*** INFORMATION SHOWN
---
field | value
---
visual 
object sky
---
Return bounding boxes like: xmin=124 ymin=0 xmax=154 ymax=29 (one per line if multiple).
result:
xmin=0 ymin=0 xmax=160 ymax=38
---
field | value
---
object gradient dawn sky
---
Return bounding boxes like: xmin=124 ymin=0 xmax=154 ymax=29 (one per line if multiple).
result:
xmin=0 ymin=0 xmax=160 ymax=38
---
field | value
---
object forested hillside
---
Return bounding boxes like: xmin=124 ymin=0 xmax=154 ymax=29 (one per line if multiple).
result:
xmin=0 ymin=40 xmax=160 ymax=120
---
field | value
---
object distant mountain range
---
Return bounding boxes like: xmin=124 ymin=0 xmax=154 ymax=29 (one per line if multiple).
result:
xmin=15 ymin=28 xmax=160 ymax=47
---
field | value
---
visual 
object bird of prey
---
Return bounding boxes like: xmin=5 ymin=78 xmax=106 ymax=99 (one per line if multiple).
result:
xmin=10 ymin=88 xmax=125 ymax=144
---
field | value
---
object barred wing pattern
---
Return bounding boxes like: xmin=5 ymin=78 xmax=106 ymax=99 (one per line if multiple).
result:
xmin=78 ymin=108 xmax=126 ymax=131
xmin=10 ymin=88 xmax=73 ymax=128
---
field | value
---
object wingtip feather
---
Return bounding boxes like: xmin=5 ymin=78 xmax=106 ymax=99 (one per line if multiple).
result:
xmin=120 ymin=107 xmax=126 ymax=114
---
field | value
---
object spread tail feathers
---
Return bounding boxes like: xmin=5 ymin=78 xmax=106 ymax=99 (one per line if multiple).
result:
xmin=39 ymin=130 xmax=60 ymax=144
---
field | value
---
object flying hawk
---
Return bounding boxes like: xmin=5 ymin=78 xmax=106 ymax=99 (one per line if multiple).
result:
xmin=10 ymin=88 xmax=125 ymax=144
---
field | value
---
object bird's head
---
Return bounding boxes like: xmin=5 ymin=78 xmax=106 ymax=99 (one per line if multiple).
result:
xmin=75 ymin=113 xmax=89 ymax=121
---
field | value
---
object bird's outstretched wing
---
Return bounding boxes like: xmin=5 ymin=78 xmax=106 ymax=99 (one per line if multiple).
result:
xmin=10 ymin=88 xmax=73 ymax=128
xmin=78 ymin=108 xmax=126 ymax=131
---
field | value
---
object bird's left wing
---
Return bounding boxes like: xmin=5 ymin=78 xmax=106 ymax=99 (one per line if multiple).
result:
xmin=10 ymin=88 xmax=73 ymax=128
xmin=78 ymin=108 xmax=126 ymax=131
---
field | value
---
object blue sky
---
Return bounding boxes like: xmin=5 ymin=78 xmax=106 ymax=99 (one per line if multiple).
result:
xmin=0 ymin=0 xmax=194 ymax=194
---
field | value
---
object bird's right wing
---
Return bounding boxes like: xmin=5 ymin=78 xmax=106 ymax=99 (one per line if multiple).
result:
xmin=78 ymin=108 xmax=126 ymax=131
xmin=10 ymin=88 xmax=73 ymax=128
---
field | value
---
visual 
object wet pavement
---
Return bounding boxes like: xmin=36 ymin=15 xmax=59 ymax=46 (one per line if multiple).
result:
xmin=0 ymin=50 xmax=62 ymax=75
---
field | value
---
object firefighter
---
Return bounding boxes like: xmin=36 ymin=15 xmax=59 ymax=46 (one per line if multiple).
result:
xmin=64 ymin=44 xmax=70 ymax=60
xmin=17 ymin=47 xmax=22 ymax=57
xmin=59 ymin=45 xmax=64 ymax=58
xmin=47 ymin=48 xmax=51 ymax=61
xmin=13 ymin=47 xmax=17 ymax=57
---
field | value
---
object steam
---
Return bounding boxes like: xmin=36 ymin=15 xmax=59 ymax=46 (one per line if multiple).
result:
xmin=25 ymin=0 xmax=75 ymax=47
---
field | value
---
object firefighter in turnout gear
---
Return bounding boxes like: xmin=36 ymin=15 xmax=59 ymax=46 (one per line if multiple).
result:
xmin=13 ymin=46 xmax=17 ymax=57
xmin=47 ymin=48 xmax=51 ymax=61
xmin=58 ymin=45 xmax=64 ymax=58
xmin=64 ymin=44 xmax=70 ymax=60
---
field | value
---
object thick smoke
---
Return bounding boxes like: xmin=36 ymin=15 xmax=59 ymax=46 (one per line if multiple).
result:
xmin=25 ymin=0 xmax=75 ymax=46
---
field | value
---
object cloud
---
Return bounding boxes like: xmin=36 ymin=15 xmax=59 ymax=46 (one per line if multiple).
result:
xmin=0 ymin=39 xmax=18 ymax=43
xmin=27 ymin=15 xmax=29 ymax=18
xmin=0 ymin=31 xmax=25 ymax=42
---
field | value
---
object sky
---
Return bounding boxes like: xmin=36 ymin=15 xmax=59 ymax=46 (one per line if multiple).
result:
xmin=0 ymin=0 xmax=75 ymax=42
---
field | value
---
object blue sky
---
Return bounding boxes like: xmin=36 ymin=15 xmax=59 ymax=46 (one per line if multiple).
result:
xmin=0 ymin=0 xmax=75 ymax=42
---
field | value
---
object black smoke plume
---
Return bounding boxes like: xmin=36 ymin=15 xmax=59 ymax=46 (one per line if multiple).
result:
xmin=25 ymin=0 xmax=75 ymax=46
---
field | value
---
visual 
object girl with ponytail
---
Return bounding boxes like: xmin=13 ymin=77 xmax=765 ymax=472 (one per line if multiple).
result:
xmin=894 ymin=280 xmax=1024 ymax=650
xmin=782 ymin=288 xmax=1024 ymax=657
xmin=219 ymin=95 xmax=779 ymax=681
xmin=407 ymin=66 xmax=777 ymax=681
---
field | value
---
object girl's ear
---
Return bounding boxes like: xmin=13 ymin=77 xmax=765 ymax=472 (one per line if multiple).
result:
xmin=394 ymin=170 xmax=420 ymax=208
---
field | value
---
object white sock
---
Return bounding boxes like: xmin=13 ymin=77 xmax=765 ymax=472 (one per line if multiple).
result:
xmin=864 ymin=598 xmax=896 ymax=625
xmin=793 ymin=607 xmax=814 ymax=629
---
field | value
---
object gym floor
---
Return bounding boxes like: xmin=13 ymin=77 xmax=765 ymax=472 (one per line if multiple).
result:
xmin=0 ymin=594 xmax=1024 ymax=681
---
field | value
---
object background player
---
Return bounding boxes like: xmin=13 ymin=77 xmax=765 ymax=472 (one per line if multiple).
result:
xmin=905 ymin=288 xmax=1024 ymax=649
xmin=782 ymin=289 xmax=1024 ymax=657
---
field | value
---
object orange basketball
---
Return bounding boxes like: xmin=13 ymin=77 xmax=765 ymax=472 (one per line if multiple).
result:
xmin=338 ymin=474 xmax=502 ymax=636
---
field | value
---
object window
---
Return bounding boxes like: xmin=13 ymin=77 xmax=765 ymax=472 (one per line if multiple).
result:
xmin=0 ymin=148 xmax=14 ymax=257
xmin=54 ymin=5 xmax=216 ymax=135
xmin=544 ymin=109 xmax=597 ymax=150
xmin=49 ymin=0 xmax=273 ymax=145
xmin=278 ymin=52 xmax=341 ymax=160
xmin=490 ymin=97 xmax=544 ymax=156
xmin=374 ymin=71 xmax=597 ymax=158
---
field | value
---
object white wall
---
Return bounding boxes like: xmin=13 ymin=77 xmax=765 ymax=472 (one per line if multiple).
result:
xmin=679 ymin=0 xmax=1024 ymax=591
******
* TASK TO CARRY OUT *
List every line in the items above that contains the word "white", matching case exactly.

* REPLY *
object white sock
object white wall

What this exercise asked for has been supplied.